If you stayed in the U.S. without the proper documents, such as a visa or a green card, you may be prevented from returning to the U.S. for three years or 10 years. The time bars apply to people who stayed in the U.S. unlawfully after April 1997, which is when these provisions of the Immigration and Nationality Act took effect. The three-year bar applies if you spent more than 180 consecutive days unlawfully in the U.S. before leaving voluntarily. This means that you were never placed in removal proceedings. The 10-year bar applies if you spent more than one uninterrupted year unlawfully in the U.S. before leaving, or if you spent more than 180 consecutive days unlawfully in the U.S. before leaving involuntarily through the removal process. (If you spent more than a year unlawfully in the U.S., the 10-year bar applies, regardless of whether you left voluntarily or involuntarily.) Foreign nationals who spent time in the U.S. unlawfully when they were under 18 will not face three-year or 10-year bars on this basis. However, they may face the permanent bar below.
Some foreign nationals will be subject to what is called a “permanent bar” if they lived in the U.S. unlawfully for more than a year, or were deported, and then they illegally returned or attempted to return to the U.S. However, this bar is not always permanent because these foreign nationals may be eligible for a waiver after 10 years. It is called “permanent” because they will be permanently considered inadmissible and will need a waiver for any return.
Complications When Seeking a Green Card Without Adjustment of Status
The three-year bar and 10-year bar affect foreign nationals who are currently living outside the U.S., rather than foreign nationals in this country who qualify for the adjustment of status path to a green card. If you cannot use the adjustment of status process, or if you are already living in a different country, you will need to apply for an immigrant visa and a green card through a U.S. consulate overseas. This can cause serious problems for foreign nationals who need to leave the U.S. to go through the immigrant visa interview at the consulate. Unless they can get a waiver of inadmissibility (see below), they might have completed the paperwork for their application to no avail.
USCIS has addressed this issue by allowing some foreign nationals to apply for a provisional waiver before they leave the U.S. If they are successful, they can take approval of the waiver to their interview at the consulate. Since the waiver is provisional, the consulate does not need to accept it, but consulates usually do. A foreign national who uses this process does not need to spend a long time outside the U.S. while they are waiting for the waiver decision.
Waivers of Time Bars
In rare cases, these waivers may be available to people who have a spouse or parent who is a U.S. citizen or a lawful permanent resident. Getting a waiver requires showing that the U.S. spouse or parent of the inadmissible foreign national would suffer an extreme hardship if the foreign national is not allowed to enter the U.S. This is a very tough standard to meet and should be taken seriously. Most foreign nationals who are seeking a waiver will benefit from the assistance of an attorney. Any extreme hardship suffered by U.S. children of the foreign national does not matter, except to the extent that it causes an extreme hardship for the foreign national’s U.S. spouse or parent. Feeling unhappy or disappointed about the absence of the foreign national is not enough. A medical or financial exigency is often required.

DATASET EXCERPTS ->

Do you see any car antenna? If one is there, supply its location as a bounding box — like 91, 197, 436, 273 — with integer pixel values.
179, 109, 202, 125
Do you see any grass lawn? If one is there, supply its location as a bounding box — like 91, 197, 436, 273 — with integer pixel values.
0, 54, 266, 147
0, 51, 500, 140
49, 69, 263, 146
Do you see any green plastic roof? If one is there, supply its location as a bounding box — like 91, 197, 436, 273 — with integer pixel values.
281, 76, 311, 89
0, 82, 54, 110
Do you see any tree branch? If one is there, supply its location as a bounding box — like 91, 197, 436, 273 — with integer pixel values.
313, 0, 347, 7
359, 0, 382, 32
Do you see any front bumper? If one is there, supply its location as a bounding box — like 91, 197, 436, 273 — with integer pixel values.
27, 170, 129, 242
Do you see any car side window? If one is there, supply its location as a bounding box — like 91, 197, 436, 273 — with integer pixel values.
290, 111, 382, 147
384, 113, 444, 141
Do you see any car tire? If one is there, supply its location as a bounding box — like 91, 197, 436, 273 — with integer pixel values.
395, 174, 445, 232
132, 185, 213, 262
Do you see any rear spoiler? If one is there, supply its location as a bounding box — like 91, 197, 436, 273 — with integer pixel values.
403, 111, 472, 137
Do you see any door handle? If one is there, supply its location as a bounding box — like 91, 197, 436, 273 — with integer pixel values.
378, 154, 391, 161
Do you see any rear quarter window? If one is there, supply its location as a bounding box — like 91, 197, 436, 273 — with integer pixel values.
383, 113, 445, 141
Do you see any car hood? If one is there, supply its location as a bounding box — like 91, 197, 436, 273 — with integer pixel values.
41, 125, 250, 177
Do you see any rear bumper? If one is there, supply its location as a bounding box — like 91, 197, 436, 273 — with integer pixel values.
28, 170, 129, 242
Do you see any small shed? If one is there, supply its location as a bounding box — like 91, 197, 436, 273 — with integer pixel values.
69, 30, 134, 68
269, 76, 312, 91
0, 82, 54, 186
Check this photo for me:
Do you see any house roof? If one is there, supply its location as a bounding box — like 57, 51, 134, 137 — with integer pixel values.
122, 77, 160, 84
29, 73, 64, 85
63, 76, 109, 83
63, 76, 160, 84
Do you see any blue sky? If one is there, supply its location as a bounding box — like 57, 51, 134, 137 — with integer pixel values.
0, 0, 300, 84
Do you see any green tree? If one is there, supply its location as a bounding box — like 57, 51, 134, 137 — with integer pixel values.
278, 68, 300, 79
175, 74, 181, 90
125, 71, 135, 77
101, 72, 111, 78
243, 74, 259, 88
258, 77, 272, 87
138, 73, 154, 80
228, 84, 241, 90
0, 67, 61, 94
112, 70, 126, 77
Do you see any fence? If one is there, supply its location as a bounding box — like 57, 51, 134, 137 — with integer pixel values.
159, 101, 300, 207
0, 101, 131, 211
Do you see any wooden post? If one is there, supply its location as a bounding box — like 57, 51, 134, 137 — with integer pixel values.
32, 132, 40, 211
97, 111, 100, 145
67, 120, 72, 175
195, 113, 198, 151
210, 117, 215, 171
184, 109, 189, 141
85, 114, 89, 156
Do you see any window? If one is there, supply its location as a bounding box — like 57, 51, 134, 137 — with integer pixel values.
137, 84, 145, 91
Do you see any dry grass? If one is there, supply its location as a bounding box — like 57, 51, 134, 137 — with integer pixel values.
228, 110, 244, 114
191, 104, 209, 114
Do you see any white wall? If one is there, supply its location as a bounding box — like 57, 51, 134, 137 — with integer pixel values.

WHAT YOU NEED TO DO ->
1 - Return everything from "Waivers of Time" down to "is often required." in the text on U.S. reentry bars, copied word for word.
2 - According to the text on U.S. reentry bars, how long must foreign nationals under the permanent bar wait before they may be eligible for a waiver?

RESPONSES BY ITEM NUMBER ->
1 -
Waivers of Time Bars
In rare cases, these waivers may be available to people who have a spouse or parent who is a U.S. citizen or a lawful permanent resident. Getting a waiver requires showing that the U.S. spouse or parent of the inadmissible foreign national would suffer an extreme hardship if the foreign national is not allowed to enter the U.S. This is a very tough standard to meet and should be taken seriously. Most foreign nationals who are seeking a waiver will benefit from the assistance of an attorney. Any extreme hardship suffered by U.S. children of the foreign national does not matter, except to the extent that it causes an extreme hardship for the foreign national’s U.S. spouse or parent. Feeling unhappy or disappointed about the absence of the foreign national is not enough. A medical or financial exigency is often required.

2 - 10 years.